### Texto citado
◆ ◆ ◆
El film, por tanto, ofrece varias e inquietantes lecturas, todas ellas relacionadas con la soledad del ser humano en su eterna búsqueda de algo que le merezca la pena experimentar en un mundo extasiado de sí mismo. Cronenberg insinúa creación y fertilidad en el accidente, permuta el concepto de desastre en algo cuanto menos productivo (y así nos lo hace ver continuamente diciendo que desde el accidente parece que hubiera más coches en las carreteras). Intenta así confundirnos y dejarnos sin aliento, casi hasta sin capacidad de análisis (y lo consigue, pues tuve que esperar varias meses para poder asimilar lo que había visto). Crash bebe temáticamente de las aguas turbulentas de Tetsuo, pero su estética no es tan asfixiante y hortera como esta, sino que es Cronenberg puro: sugerente, morbosa, muy morbosa, orgánica y desoladora.
◆ ◆ ◆
### Información proporcionada
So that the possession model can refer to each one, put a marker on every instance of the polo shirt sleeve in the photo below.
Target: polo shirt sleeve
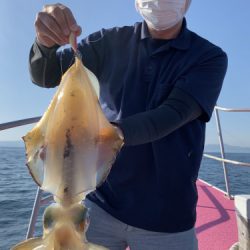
(204, 81)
◆ ◆ ◆
### Instrucciones de trabajo
A - Según el texto sobre la película Crash, ¿de qué película bebe temáticamente Crash?
B - Prolonga el texto sobre la película Crash a partir de su última oración.
El listado no interviene en ninguna de estas tareas.

### Resultados por tarea
A - De Tetsuo.

B -
SPOILER
Al final, cuando Koteas ya ha perdido la vida y Spader parece desear lo mismo para sí mismo y para su novia, vemos cómo ella queda sepultada y herida bajo su coche, y él se le acerca y le pregunta si esta vez lo ha conseguido. Ella, desolada y aturdida, le vuelve a decir que no; a lo que él, mientras la toma por detrás, le vuelve a contestar que quizá la próxima vez... quizá la próxima vez...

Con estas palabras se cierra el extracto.